**INSTRUCCIONES DE TRABAJO**
(1) En el fragmento sobre la frustración y el deseo de reconocimiento, ¿qué quiere ser Arthur Fleck?
(2) Traduce al inglés la siguiente oración del fragmento sobre la frustración y el deseo de reconocimiento: "Su deseo de ser visto y validado es el motor de su vida".
(3) Prolonga el texto sobre la frustración y el deseo de reconocimiento a partir de su última oración.

**FRAGMENTO SELECCIONADO**
━━━━━━━━━━

Pero, ¿por qué duele tanto ese choque? Aquí entra Hegel. Para él, nuestro deseo más profundo no es por cosas, sino por el deseo de otro, por ser reconocidos. Tom no solo quería a Summer de vuelta; deseaba ser reconocido por ella como su pareja, como el amor de su vida. El objeto (la reconciliación en la fiesta) era solo el medio para ese reconocimiento. Al ver el anillo, el dolor no es solo por perder a Summer, sino por la anulación de su deseo de ser reconocido por ella, un deseo que Koselleck diría que había idealizado por completo.
El “Joker” de Todd Phillips es otro ejemplo brutal. Arthur Fleck, el protagonista, tiene un horizonte de expectativa claro: quiere ser un comediante reconocido, una figura pública que haga reír a la gente. Su deseo de ser visto y validado es el motor de su vida. Pero la realidad de su espacio de experiencia —el abuso, el rechazo de la sociedad, la enfermedad mental— destruye su ideal. Cuando su deseo de reconocimiento es negado una y otra vez, su expectativa se pudre y se transforma en otra cosa: un deseo de ser reconocido a través del caos, convirtiéndose en el villano que finalmente consigue ser visto por todos.
Otro ejemplo podría ser “La La Land”. Mia y Sebastian tienen un horizonte de expectativa claro: triunfar en sus carreras y estar juntos. Pero el espacio de experiencia real, con sus compromisos, sacrificios y distancias, los obliga a separarse. Su deseo de reconocimiento artístico se convierte en una prioridad, y la realidad les muestra que no pueden tenerlo todo. La película nos deja con una expectativa que nunca se cumplió, pero con una realidad donde ambos consiguieron lo que realmente querían en el fondo: el reconocimiento individual.
Al final, el dolor de la frustración, ya sea en el cine o en la vida, no es solo por la realidad. Es la dolorosa colisión entre la idealización de un futuro que imaginamos y la cruda complejidad de un presente que se niega a ser lo que esperábamos. Y, en el fondo, esa frustración casi siempre viene del deseo insatisfecho de ser vistos y validados por los demás.

━━━━━━━━━━

**DATOS ALMACENADOS**
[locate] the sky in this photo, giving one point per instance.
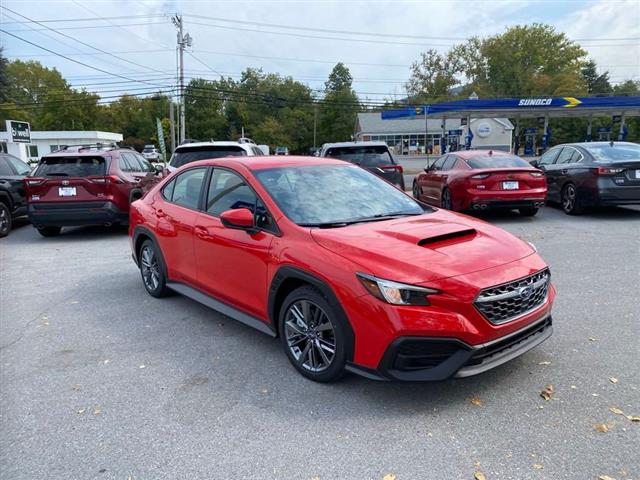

━━━━━━━━━━

**RESULTADOS**
(1) Un comediante reconocido, una figura pública que haga reír a la gente.

(2) His desire to be seen and validated is the driving force of his life.

(3)
Entonces, ¿estamos condenados a ese ciclo de frustración? No necesariamente. Aquí es donde entra un poco de autocontrol y, sí, un poco de autoconocimiento. Podemos usar la filosofía de los “estoicos” como una brújula. Ellos nos enseñaban que la felicidad no está en lo que deseamos que el mundo sea, sino en lo que podemos controlar: nuestras propias acciones y nuestra actitud.
La clave no es deshacernos de las expectativas (porque algo así no es posible), sino aterrizarlas. En lugar de construir ese horizonte idealizado de Koselleck basándonos en lo que creemos que los demás quieren ver (el deseo hegeliano de reconocimiento), podemos construirlo a partir de nuestro propio espacio de experiencia. Es decir, ¿qué he vivido, qué me ha funcionado, qué me hace sentir bien a mí, sin la validación de otros? O por qué no, en esos grupos o espacios construidos donde podemos ser nosotros mismos.
Se trata de aceptar la complejidad de la realidad y dejar de pelear con ella. El protagonista de “La La Land” al final no consigue la pareja que idealizó, pero sí el reconocimiento artístico que, en el fondo, era su verdadero motor. Lo mismo para el protagonista de “Parásitos”: el caos lo lleva a una realidad que no esperaba, pero que al final lo obliga a confrontar su situación de una manera cruda y realista. La moraleja es que la frustración se calma cuando dejamos de buscar un guion perfecto y nos adaptamos a la película que realmente nos está tocando vivir. Es un cambio de chip, una búsqueda de la paz en lo que es real, no en lo que debería ser.